### Goal
Reproduce the stretch of the listing below from the line containing "Q: Point out the leopard cub's head" through the line containing "x=622 y=439", with "cub's whisker" substituted for each occurrence of "whisker" and everything else left unchanged.

◆ ◆ ◆ ◆

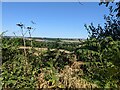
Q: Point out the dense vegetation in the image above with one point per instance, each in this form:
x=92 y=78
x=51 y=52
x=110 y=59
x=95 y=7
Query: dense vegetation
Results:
x=93 y=63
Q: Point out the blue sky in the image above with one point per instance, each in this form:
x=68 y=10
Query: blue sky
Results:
x=55 y=20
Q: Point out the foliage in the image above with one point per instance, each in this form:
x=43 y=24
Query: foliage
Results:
x=102 y=61
x=101 y=52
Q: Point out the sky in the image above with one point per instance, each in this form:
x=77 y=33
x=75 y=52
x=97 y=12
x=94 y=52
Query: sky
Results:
x=53 y=19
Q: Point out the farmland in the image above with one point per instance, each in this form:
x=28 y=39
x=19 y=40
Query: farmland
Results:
x=63 y=63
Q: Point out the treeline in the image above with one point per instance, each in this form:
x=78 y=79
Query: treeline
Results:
x=56 y=44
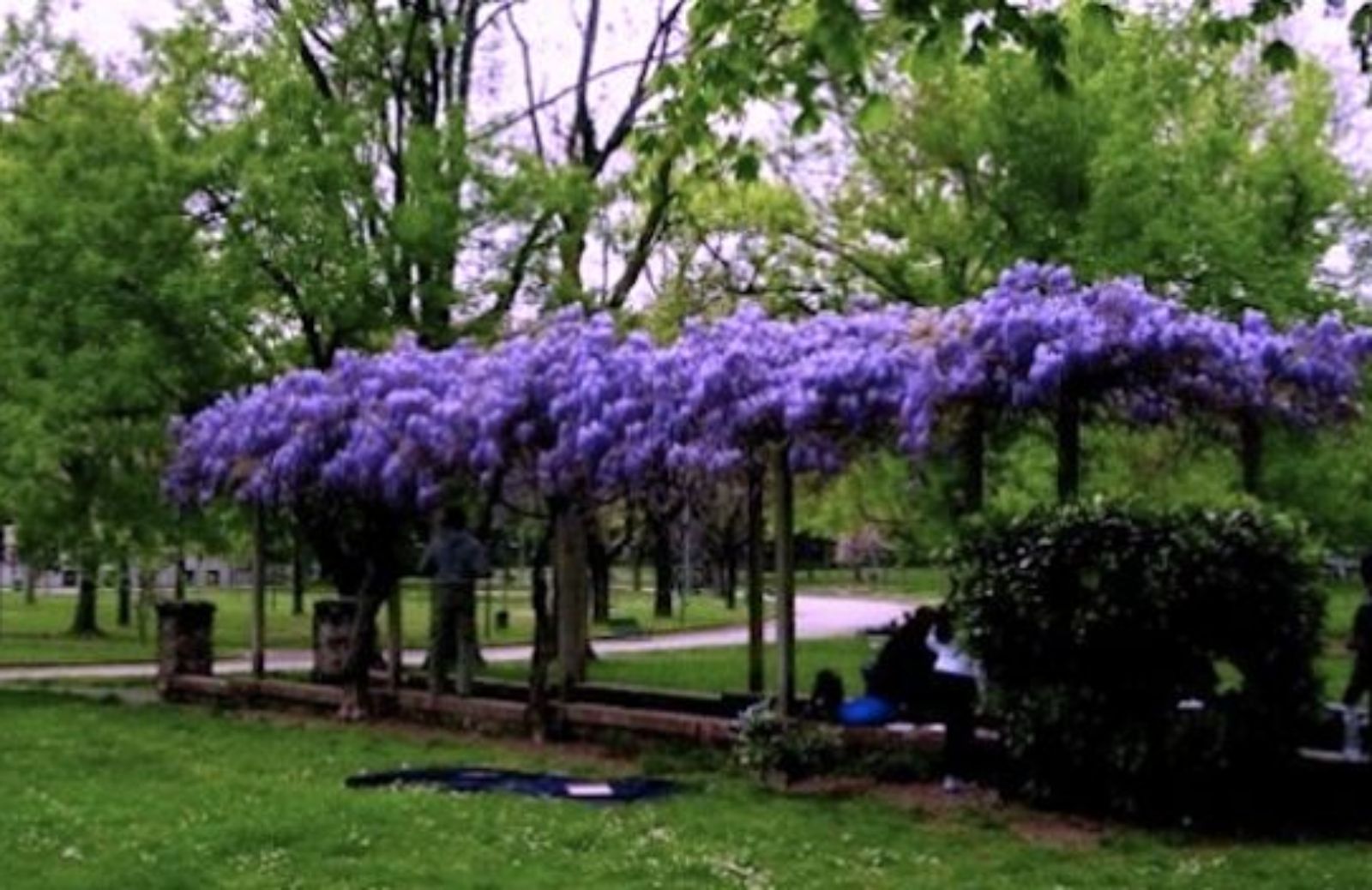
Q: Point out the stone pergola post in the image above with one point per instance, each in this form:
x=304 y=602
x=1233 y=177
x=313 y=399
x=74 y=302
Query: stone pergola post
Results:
x=185 y=640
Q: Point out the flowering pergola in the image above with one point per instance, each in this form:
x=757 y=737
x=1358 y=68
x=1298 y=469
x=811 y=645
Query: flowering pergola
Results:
x=575 y=414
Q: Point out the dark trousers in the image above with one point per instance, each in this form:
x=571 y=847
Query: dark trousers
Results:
x=1360 y=683
x=453 y=635
x=958 y=707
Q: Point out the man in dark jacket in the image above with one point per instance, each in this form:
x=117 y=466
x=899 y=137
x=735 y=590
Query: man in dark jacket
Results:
x=1360 y=643
x=454 y=560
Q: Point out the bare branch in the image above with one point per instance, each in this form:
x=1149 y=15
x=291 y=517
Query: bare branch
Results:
x=653 y=226
x=653 y=61
x=583 y=126
x=526 y=51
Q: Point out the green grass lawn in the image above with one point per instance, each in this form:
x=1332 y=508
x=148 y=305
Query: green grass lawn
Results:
x=113 y=797
x=38 y=633
x=916 y=581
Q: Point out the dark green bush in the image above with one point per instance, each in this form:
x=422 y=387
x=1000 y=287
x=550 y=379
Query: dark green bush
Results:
x=1095 y=622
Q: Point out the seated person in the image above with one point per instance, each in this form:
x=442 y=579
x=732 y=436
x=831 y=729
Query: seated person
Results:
x=903 y=671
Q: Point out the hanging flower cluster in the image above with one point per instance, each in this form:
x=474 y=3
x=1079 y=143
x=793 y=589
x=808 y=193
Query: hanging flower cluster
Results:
x=576 y=409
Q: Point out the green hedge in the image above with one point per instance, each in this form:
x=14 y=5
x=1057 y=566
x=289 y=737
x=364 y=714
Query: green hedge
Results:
x=1095 y=622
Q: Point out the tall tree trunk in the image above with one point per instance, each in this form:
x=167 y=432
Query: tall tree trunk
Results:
x=731 y=576
x=973 y=451
x=662 y=568
x=597 y=556
x=178 y=578
x=84 y=622
x=1068 y=428
x=545 y=640
x=573 y=601
x=361 y=654
x=147 y=597
x=297 y=569
x=1250 y=454
x=785 y=508
x=755 y=576
x=125 y=616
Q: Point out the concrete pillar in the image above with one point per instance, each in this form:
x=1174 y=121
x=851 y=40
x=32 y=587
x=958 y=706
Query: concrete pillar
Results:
x=185 y=640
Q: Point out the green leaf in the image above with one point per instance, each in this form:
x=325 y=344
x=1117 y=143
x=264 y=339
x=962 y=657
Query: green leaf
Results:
x=877 y=114
x=748 y=166
x=1280 y=57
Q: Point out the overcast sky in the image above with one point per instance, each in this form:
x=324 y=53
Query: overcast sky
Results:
x=109 y=27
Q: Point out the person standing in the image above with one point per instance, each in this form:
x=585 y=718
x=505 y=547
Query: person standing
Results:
x=958 y=690
x=454 y=558
x=1360 y=643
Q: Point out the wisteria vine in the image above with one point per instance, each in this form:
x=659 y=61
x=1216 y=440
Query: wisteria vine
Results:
x=576 y=409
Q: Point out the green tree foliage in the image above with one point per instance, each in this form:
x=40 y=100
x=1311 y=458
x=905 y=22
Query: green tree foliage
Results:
x=1094 y=622
x=1170 y=157
x=107 y=329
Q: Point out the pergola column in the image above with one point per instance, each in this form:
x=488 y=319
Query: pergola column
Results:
x=785 y=484
x=258 y=608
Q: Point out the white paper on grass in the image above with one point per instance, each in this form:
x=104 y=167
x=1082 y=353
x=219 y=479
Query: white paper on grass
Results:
x=590 y=789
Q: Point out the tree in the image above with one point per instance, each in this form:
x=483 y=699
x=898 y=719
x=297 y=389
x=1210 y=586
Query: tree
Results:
x=107 y=329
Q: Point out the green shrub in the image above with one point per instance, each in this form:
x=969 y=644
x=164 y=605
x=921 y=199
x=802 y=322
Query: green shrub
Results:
x=1095 y=622
x=770 y=745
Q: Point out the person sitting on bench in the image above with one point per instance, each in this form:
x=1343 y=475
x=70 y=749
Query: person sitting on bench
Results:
x=1360 y=643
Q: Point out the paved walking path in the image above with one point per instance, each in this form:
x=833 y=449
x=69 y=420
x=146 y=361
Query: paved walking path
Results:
x=816 y=617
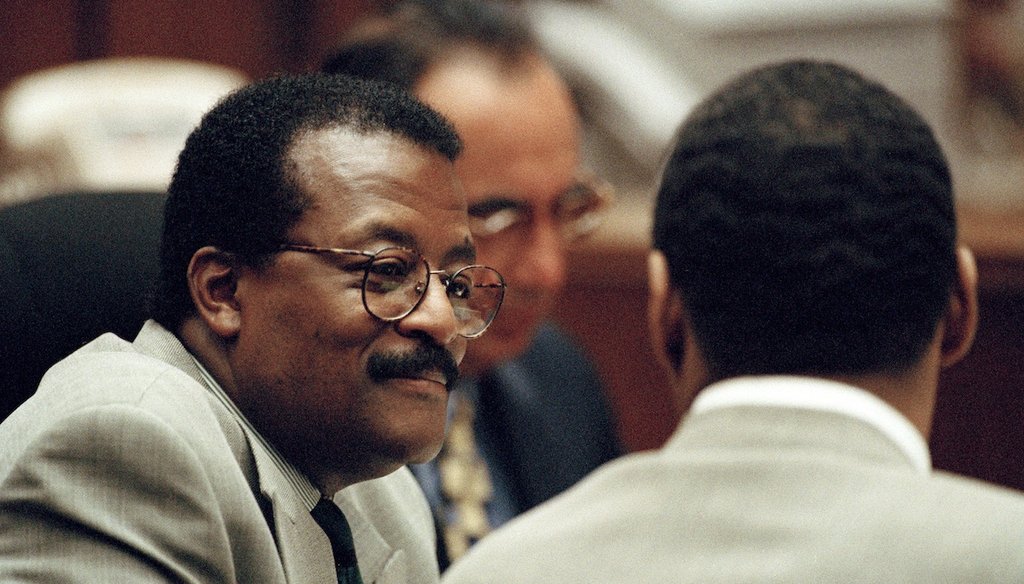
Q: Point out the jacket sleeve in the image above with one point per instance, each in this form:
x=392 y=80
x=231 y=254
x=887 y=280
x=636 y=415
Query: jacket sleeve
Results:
x=112 y=494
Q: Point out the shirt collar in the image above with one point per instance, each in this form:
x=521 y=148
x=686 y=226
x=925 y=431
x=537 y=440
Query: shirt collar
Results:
x=823 y=395
x=302 y=486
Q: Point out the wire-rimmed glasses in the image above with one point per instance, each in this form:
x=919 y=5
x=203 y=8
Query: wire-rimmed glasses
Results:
x=395 y=280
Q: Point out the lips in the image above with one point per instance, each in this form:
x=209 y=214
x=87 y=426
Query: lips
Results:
x=427 y=362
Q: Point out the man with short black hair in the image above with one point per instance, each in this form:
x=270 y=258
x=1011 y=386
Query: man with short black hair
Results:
x=539 y=415
x=317 y=290
x=806 y=289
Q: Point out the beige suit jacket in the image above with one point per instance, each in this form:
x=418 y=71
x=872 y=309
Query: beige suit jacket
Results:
x=124 y=467
x=767 y=495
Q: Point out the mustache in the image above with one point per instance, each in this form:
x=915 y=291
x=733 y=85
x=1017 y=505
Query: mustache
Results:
x=381 y=367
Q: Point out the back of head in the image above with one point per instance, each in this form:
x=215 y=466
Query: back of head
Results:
x=232 y=186
x=807 y=217
x=399 y=45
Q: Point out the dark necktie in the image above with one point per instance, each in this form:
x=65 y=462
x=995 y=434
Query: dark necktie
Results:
x=334 y=524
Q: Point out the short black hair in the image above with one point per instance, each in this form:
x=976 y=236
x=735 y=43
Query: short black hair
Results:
x=232 y=189
x=399 y=45
x=807 y=216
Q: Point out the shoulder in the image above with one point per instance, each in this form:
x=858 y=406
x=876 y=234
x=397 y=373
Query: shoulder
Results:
x=392 y=528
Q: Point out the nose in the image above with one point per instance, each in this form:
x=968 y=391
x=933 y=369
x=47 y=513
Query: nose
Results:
x=541 y=258
x=433 y=317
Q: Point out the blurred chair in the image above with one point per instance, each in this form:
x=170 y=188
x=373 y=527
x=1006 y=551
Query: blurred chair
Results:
x=72 y=266
x=109 y=124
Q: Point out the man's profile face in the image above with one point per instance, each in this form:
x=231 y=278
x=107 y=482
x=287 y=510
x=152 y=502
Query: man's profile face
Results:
x=306 y=341
x=520 y=137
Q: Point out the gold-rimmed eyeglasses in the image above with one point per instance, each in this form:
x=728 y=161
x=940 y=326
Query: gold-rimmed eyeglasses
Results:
x=395 y=280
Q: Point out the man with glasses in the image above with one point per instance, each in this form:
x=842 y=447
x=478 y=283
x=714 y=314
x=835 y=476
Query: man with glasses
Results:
x=318 y=286
x=806 y=291
x=537 y=411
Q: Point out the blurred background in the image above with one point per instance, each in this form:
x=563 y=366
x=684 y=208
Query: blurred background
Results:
x=100 y=94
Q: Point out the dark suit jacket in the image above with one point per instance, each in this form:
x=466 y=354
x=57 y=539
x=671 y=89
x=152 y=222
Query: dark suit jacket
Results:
x=544 y=420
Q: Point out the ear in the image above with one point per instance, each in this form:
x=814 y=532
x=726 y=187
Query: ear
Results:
x=962 y=315
x=212 y=280
x=665 y=316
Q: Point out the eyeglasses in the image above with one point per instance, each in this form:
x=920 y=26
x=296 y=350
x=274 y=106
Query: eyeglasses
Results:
x=578 y=211
x=395 y=280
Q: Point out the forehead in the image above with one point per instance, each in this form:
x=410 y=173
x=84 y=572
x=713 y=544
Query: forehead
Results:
x=376 y=189
x=519 y=127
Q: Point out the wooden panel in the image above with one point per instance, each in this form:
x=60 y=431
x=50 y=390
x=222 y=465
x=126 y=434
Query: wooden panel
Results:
x=979 y=423
x=260 y=38
x=35 y=35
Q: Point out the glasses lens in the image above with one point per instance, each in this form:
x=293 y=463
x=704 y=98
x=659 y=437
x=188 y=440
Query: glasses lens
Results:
x=394 y=282
x=476 y=293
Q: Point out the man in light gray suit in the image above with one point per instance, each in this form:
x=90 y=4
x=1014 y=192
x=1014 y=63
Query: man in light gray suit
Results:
x=806 y=289
x=316 y=293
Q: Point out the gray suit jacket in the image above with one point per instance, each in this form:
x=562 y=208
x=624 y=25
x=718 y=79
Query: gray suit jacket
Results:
x=124 y=467
x=754 y=494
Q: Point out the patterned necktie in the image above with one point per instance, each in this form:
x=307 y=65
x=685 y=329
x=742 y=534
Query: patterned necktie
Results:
x=465 y=483
x=334 y=524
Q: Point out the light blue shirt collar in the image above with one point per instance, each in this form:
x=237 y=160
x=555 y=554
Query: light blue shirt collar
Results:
x=819 y=394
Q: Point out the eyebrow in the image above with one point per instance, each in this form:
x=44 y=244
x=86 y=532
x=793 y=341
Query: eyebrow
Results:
x=463 y=252
x=496 y=204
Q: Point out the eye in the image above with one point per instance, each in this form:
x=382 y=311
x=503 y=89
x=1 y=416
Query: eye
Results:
x=389 y=273
x=460 y=287
x=390 y=267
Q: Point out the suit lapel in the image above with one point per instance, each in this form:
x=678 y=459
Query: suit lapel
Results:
x=304 y=549
x=302 y=545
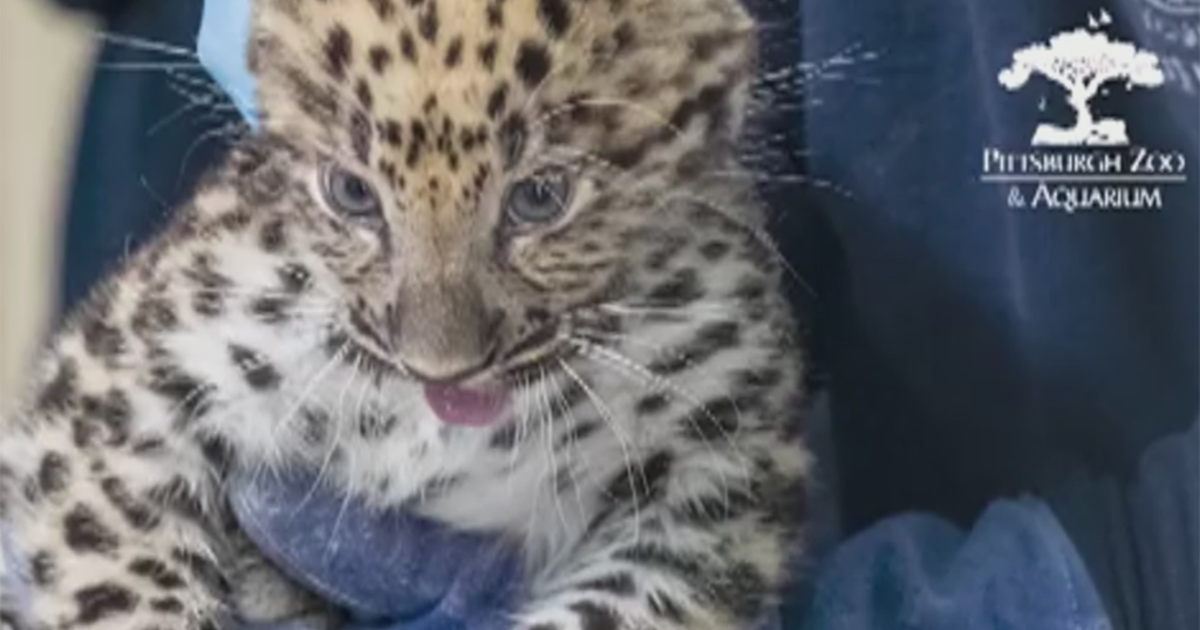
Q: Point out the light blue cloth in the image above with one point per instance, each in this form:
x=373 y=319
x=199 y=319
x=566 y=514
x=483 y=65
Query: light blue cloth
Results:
x=1014 y=570
x=221 y=48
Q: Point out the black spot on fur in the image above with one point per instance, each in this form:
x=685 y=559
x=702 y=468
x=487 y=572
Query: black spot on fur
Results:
x=408 y=46
x=360 y=137
x=102 y=340
x=623 y=37
x=393 y=133
x=681 y=289
x=556 y=16
x=487 y=54
x=337 y=52
x=113 y=412
x=454 y=53
x=60 y=394
x=513 y=139
x=157 y=571
x=294 y=277
x=595 y=616
x=532 y=63
x=495 y=15
x=168 y=605
x=384 y=9
x=688 y=568
x=641 y=483
x=84 y=533
x=739 y=589
x=258 y=372
x=714 y=251
x=617 y=583
x=139 y=515
x=153 y=316
x=103 y=600
x=54 y=473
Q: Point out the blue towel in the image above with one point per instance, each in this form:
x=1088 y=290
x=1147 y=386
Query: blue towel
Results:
x=1014 y=570
x=383 y=567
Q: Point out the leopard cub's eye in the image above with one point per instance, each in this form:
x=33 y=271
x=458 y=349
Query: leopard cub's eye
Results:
x=540 y=198
x=348 y=195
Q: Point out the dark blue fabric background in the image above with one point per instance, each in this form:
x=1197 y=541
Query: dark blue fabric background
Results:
x=971 y=351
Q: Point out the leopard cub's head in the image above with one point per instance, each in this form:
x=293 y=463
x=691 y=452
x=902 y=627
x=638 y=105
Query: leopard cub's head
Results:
x=478 y=173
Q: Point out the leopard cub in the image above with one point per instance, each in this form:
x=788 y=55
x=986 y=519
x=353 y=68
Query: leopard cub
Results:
x=493 y=262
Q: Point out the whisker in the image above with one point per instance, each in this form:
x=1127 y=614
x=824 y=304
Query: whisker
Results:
x=147 y=66
x=141 y=43
x=630 y=369
x=622 y=439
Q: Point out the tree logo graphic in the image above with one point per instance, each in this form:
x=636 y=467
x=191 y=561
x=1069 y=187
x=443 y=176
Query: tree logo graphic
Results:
x=1083 y=61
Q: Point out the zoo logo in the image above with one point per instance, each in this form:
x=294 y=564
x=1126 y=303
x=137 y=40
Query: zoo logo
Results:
x=1080 y=167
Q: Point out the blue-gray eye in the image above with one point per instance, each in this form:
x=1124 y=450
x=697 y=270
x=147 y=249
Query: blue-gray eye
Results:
x=539 y=199
x=348 y=193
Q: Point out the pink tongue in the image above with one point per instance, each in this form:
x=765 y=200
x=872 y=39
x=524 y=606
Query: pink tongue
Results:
x=461 y=406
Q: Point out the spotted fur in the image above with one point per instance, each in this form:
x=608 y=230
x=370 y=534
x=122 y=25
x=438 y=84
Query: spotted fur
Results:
x=652 y=461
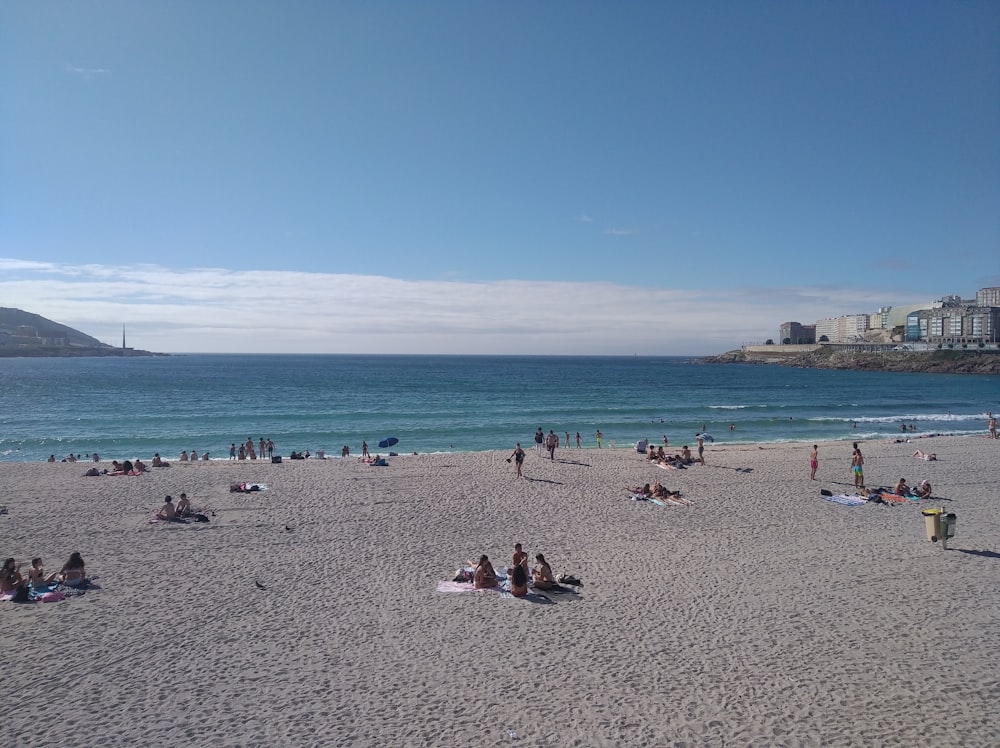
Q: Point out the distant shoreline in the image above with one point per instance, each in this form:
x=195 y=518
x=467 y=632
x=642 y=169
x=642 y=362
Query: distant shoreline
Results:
x=76 y=352
x=828 y=357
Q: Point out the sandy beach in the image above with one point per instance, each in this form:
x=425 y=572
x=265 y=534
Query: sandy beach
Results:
x=760 y=615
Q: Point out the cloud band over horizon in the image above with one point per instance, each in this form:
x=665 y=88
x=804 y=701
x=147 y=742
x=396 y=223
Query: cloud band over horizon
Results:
x=203 y=310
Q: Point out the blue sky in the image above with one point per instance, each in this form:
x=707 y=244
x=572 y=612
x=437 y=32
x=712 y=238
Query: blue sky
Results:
x=526 y=177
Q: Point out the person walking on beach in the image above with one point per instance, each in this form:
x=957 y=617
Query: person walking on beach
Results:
x=518 y=458
x=858 y=467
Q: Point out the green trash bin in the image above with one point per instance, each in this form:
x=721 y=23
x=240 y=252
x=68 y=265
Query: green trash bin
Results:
x=932 y=523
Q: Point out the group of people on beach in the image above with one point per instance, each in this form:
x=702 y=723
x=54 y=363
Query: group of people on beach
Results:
x=19 y=587
x=901 y=488
x=182 y=511
x=246 y=450
x=484 y=576
x=654 y=491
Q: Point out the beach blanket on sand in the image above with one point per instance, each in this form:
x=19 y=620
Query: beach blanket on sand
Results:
x=247 y=487
x=895 y=498
x=669 y=501
x=846 y=499
x=448 y=586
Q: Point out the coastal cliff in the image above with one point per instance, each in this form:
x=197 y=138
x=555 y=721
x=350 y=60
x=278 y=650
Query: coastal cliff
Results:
x=827 y=357
x=27 y=335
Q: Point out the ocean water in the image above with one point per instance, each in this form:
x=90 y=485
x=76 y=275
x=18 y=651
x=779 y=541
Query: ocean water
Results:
x=133 y=407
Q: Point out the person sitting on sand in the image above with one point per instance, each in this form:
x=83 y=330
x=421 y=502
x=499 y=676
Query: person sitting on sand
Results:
x=168 y=511
x=520 y=558
x=73 y=573
x=10 y=577
x=36 y=574
x=484 y=576
x=183 y=508
x=662 y=492
x=541 y=576
x=518 y=581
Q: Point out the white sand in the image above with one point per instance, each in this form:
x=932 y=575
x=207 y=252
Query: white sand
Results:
x=760 y=616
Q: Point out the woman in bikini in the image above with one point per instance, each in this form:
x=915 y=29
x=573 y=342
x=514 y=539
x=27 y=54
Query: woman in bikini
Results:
x=10 y=577
x=484 y=576
x=542 y=577
x=73 y=573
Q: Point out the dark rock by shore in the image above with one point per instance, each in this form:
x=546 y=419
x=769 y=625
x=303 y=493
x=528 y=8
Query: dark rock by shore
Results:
x=828 y=357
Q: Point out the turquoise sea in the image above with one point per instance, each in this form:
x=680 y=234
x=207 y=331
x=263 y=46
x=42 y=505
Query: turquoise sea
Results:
x=133 y=407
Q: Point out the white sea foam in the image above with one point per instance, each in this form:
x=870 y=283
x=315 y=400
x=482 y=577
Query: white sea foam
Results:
x=905 y=418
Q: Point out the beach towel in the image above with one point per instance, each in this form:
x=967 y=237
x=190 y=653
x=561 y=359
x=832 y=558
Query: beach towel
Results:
x=895 y=498
x=247 y=487
x=447 y=586
x=846 y=499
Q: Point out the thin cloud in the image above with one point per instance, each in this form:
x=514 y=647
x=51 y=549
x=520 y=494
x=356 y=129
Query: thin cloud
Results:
x=86 y=71
x=231 y=311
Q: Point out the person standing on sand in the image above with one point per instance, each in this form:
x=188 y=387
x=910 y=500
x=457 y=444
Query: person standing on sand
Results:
x=551 y=442
x=518 y=458
x=858 y=467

◆ ◆ ◆ ◆

### Final result
Q: Point out the leopard cub's head in the image above with one point per instance, each in this form:
x=293 y=463
x=691 y=452
x=902 y=627
x=638 y=105
Query: leopard cub's head
Results:
x=478 y=173
Q: Point out the leopard cub in the image above with one point per instance, each in this form:
x=788 y=55
x=986 y=519
x=353 y=68
Query: leopard cub
Results:
x=493 y=262
Q: Point out the cub's whisker in the image above with one point per instance, each in this form:
x=1127 y=614
x=824 y=304
Query: cub's whisker
Results:
x=147 y=66
x=141 y=43
x=630 y=369
x=622 y=439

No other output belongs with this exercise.